### Directive
Revise the material starting at the line containing "point_to marks one point per instance of the white sneaker" and ending at the line containing "column 700, row 439", replacing "white sneaker" with "gray sneaker" and leaving everything else unchanged. Return only those lines.

### Stored records
▬▬▬▬▬▬

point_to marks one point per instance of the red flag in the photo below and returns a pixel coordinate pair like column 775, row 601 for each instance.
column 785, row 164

▬▬▬▬▬▬

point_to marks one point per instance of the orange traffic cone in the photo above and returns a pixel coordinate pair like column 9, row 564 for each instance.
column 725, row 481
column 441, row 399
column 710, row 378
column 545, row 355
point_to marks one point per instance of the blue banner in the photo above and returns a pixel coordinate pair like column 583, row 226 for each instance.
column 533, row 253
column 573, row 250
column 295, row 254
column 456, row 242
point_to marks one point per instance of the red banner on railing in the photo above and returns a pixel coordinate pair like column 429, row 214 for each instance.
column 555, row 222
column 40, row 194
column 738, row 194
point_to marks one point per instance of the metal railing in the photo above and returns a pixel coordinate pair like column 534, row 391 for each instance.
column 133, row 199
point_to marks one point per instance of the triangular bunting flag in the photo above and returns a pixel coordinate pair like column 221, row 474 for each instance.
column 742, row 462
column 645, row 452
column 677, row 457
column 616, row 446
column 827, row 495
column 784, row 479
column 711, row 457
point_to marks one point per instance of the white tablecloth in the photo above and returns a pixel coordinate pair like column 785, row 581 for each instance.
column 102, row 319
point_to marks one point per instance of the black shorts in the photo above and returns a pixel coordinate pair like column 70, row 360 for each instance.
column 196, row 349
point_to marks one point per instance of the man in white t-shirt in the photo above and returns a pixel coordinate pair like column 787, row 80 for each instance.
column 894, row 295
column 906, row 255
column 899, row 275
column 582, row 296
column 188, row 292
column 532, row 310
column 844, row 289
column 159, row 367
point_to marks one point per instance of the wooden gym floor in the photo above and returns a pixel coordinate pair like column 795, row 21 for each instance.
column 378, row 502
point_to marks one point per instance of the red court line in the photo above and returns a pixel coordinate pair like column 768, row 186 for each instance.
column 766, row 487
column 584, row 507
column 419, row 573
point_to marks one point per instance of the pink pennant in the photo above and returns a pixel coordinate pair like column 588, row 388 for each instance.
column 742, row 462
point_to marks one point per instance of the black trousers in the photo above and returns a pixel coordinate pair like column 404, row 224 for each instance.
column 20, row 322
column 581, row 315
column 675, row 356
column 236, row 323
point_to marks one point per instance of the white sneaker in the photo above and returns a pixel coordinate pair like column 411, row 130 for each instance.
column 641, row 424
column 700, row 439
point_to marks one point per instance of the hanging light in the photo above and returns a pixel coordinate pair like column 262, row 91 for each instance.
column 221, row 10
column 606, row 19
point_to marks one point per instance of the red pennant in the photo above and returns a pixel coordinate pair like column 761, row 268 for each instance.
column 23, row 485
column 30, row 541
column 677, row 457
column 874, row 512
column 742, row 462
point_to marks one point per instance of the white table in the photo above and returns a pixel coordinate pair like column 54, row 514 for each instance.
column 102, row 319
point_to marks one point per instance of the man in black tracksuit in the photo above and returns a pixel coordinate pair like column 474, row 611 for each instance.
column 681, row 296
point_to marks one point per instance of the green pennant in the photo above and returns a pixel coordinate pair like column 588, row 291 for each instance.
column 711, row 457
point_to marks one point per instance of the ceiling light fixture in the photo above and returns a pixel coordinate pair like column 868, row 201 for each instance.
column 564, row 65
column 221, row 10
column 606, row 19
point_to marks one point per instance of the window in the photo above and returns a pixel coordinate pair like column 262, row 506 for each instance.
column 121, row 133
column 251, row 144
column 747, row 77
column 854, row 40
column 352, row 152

▬▬▬▬▬▬

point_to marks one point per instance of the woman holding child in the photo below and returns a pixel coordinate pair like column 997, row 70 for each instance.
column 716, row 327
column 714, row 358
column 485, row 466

▬▬▬▬▬▬

### Answer in full
point_to marks one point per instance of the gray sneaker in the photo above and returns a pixel coordinate pair like column 411, row 130 for each instance.
column 641, row 424
column 700, row 439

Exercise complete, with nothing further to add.